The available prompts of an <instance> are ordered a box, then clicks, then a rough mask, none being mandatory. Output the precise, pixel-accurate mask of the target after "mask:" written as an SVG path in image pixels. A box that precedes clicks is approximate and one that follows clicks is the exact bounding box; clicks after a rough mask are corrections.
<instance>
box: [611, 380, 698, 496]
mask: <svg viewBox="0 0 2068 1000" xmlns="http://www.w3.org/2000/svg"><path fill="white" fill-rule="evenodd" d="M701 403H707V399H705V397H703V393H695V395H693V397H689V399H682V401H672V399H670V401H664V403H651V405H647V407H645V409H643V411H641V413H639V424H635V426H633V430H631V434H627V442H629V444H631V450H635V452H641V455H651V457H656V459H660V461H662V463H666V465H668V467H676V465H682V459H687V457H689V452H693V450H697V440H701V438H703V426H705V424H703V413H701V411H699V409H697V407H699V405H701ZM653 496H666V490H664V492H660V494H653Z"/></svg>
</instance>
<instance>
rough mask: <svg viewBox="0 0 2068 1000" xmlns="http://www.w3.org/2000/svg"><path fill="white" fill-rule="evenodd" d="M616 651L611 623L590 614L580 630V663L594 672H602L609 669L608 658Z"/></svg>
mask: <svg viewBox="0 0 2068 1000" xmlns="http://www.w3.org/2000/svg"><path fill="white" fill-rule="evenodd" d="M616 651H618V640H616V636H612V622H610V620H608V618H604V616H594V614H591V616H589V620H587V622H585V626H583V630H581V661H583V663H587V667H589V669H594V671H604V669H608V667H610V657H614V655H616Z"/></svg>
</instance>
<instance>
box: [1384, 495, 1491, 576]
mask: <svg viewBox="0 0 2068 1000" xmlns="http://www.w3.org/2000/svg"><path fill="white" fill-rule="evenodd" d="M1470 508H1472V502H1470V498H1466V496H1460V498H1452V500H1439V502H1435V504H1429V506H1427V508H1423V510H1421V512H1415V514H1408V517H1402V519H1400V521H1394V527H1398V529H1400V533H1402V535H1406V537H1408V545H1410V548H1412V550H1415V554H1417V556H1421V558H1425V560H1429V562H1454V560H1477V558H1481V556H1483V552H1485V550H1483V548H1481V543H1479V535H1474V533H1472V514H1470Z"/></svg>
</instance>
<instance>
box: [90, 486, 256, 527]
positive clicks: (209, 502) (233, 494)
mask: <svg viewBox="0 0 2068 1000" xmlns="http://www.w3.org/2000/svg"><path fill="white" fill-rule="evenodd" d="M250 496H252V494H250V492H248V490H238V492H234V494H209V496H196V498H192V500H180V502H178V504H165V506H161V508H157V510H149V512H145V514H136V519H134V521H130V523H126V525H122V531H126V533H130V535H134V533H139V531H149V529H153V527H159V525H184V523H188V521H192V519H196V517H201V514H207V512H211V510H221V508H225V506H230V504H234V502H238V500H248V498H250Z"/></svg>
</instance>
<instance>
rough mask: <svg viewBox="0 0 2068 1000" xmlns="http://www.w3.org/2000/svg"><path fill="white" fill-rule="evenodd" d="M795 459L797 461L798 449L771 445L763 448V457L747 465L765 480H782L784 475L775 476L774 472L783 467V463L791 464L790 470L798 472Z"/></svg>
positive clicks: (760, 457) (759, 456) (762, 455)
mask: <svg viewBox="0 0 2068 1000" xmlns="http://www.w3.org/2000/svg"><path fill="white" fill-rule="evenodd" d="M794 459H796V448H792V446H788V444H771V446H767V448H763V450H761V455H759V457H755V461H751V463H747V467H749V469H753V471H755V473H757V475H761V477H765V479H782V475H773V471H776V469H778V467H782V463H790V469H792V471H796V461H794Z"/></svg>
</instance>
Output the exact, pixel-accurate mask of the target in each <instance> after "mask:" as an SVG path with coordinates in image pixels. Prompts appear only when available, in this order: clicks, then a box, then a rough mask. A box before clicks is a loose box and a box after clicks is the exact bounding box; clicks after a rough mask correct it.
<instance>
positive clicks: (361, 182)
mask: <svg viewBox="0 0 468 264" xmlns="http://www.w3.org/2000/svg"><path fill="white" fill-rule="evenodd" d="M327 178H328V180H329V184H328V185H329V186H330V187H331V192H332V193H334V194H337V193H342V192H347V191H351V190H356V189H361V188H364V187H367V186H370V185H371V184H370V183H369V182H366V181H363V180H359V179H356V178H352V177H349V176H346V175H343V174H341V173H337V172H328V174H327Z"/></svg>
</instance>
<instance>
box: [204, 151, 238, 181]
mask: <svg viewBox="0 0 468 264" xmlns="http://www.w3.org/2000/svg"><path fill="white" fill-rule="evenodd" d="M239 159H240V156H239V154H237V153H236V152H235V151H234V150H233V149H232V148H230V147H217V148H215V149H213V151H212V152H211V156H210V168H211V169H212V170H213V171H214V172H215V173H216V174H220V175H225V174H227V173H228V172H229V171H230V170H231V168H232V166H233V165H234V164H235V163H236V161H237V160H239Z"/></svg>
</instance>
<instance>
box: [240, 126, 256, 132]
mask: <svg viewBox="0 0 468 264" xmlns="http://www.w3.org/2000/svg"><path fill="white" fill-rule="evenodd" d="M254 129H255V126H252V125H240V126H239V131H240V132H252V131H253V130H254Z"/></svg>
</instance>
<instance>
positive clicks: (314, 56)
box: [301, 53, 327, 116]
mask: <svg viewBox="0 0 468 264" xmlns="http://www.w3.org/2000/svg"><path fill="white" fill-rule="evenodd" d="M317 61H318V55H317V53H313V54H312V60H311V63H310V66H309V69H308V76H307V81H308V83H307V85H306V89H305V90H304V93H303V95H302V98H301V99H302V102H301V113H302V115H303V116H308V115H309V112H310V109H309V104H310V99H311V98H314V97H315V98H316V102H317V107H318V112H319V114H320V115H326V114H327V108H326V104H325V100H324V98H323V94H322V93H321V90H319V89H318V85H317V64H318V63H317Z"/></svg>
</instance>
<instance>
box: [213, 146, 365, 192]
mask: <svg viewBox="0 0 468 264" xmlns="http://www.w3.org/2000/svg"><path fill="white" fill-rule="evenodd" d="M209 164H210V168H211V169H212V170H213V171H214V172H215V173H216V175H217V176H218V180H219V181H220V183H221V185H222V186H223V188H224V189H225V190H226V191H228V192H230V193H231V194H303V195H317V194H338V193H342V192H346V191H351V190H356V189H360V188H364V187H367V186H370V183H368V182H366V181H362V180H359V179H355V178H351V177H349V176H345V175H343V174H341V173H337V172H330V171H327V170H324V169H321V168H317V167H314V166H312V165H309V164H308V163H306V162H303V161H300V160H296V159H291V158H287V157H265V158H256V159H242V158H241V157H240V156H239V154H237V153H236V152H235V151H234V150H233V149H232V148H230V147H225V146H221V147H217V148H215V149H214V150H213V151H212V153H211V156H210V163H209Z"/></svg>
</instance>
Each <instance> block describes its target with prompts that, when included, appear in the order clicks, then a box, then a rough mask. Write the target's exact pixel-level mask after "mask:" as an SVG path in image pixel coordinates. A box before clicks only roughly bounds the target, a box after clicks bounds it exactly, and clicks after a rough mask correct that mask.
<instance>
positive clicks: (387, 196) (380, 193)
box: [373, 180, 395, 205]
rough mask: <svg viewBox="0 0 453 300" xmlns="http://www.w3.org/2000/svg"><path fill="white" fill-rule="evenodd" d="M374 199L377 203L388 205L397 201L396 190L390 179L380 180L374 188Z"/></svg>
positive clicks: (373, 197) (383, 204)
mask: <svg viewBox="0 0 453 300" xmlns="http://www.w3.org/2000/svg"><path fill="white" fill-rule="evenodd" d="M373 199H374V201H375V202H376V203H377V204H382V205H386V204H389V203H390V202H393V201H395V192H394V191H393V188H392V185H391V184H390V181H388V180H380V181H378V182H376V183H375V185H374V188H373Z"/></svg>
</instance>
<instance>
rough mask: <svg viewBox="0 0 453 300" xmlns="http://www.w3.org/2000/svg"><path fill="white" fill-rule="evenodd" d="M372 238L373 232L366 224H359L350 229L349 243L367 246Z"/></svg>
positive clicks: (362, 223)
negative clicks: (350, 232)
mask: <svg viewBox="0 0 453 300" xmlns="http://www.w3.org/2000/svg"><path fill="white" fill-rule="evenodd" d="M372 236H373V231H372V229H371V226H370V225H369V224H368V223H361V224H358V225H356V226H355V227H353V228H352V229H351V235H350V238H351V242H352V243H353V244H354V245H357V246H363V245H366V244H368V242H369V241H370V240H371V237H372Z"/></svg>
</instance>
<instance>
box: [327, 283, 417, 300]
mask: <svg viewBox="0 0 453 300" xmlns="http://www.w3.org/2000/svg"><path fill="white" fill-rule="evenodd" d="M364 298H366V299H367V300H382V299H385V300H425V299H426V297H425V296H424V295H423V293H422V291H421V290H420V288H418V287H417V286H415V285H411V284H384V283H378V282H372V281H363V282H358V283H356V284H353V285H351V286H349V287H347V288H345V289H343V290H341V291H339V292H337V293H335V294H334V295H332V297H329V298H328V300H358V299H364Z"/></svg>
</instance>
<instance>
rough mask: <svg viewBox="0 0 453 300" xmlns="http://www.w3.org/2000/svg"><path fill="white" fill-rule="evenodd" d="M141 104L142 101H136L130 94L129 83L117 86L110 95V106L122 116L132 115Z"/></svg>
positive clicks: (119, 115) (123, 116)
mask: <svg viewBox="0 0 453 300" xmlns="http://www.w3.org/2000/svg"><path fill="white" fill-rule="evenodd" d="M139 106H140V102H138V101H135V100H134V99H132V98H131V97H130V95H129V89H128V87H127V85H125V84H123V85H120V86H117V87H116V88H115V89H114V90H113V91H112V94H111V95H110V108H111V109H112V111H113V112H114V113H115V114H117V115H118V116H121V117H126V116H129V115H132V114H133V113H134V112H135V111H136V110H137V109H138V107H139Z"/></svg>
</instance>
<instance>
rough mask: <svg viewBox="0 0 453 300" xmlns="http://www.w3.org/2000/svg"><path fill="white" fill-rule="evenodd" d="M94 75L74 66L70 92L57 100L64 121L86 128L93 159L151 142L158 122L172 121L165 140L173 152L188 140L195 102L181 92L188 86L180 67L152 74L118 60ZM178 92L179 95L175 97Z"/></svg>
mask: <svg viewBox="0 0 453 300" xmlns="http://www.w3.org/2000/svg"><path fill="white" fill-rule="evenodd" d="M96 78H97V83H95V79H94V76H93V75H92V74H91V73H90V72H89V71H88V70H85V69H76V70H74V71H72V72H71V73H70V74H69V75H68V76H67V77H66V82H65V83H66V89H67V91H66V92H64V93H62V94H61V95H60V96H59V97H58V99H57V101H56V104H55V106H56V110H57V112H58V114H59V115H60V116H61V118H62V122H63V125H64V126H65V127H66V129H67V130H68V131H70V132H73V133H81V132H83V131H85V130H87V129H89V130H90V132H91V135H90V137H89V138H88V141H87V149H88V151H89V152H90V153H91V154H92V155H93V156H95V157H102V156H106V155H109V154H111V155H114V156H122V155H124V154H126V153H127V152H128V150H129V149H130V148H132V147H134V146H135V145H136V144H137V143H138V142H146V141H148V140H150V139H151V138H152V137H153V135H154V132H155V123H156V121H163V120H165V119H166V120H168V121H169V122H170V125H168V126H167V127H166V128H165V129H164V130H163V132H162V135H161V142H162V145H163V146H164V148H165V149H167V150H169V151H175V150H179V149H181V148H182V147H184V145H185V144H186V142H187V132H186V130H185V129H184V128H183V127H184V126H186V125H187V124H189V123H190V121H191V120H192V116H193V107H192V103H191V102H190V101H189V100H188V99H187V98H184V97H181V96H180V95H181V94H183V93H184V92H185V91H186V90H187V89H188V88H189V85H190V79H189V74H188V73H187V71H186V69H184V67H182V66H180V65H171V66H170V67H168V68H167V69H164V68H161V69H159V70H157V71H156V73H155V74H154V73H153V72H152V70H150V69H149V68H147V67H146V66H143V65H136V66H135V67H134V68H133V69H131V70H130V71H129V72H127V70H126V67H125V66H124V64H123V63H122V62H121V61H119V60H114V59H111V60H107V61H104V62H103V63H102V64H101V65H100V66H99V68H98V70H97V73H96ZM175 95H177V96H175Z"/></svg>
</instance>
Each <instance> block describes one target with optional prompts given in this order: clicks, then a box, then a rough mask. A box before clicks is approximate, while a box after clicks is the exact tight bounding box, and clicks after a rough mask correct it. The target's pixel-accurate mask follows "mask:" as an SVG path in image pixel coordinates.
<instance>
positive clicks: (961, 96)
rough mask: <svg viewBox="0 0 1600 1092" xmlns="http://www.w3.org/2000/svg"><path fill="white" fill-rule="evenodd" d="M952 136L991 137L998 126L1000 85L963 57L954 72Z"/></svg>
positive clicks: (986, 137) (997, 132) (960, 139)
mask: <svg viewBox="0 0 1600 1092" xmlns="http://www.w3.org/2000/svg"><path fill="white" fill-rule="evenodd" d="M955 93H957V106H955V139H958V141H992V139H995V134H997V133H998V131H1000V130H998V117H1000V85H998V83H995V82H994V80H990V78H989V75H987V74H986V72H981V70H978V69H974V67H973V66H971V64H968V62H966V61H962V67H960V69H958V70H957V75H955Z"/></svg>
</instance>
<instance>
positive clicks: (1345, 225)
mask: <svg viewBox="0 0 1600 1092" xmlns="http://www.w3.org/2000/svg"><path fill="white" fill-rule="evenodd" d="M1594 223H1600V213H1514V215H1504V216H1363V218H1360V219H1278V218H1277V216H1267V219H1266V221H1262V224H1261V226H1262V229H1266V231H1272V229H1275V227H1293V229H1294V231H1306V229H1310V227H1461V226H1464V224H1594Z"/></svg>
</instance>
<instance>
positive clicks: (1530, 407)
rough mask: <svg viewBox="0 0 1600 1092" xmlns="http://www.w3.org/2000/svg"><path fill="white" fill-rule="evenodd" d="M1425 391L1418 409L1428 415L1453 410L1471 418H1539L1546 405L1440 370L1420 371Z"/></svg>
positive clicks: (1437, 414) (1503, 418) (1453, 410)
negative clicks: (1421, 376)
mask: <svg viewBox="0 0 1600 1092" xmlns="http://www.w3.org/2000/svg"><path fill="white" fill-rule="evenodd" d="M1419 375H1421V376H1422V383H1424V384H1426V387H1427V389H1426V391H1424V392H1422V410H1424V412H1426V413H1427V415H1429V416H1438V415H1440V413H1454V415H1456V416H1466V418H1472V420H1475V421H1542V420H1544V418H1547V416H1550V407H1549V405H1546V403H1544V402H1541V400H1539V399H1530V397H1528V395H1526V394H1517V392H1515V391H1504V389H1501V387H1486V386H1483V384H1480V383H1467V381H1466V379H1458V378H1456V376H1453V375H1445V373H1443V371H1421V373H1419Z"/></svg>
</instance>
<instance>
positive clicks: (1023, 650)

* [EXERCISE DESCRIPTION]: Nothing but the lines from the one containing "negative clicks: (1421, 376)" through the final line of the listing above belongs in the answer; set them down exactly.

* [ANSWER TO THIS EXERCISE]:
negative clicks: (1421, 376)
mask: <svg viewBox="0 0 1600 1092" xmlns="http://www.w3.org/2000/svg"><path fill="white" fill-rule="evenodd" d="M1419 375H1421V376H1422V383H1424V384H1426V387H1427V389H1426V391H1424V392H1422V410H1424V412H1426V413H1427V415H1429V416H1438V415H1440V413H1454V415H1456V416H1466V418H1472V420H1475V421H1542V420H1544V418H1547V416H1550V407H1549V405H1546V403H1544V402H1541V400H1539V399H1530V397H1528V395H1526V394H1517V392H1515V391H1504V389H1501V387H1486V386H1483V384H1480V383H1467V381H1466V379H1458V378H1456V376H1453V375H1445V373H1443V371H1421V373H1419Z"/></svg>
</instance>
<instance>
positive clicks: (1023, 650)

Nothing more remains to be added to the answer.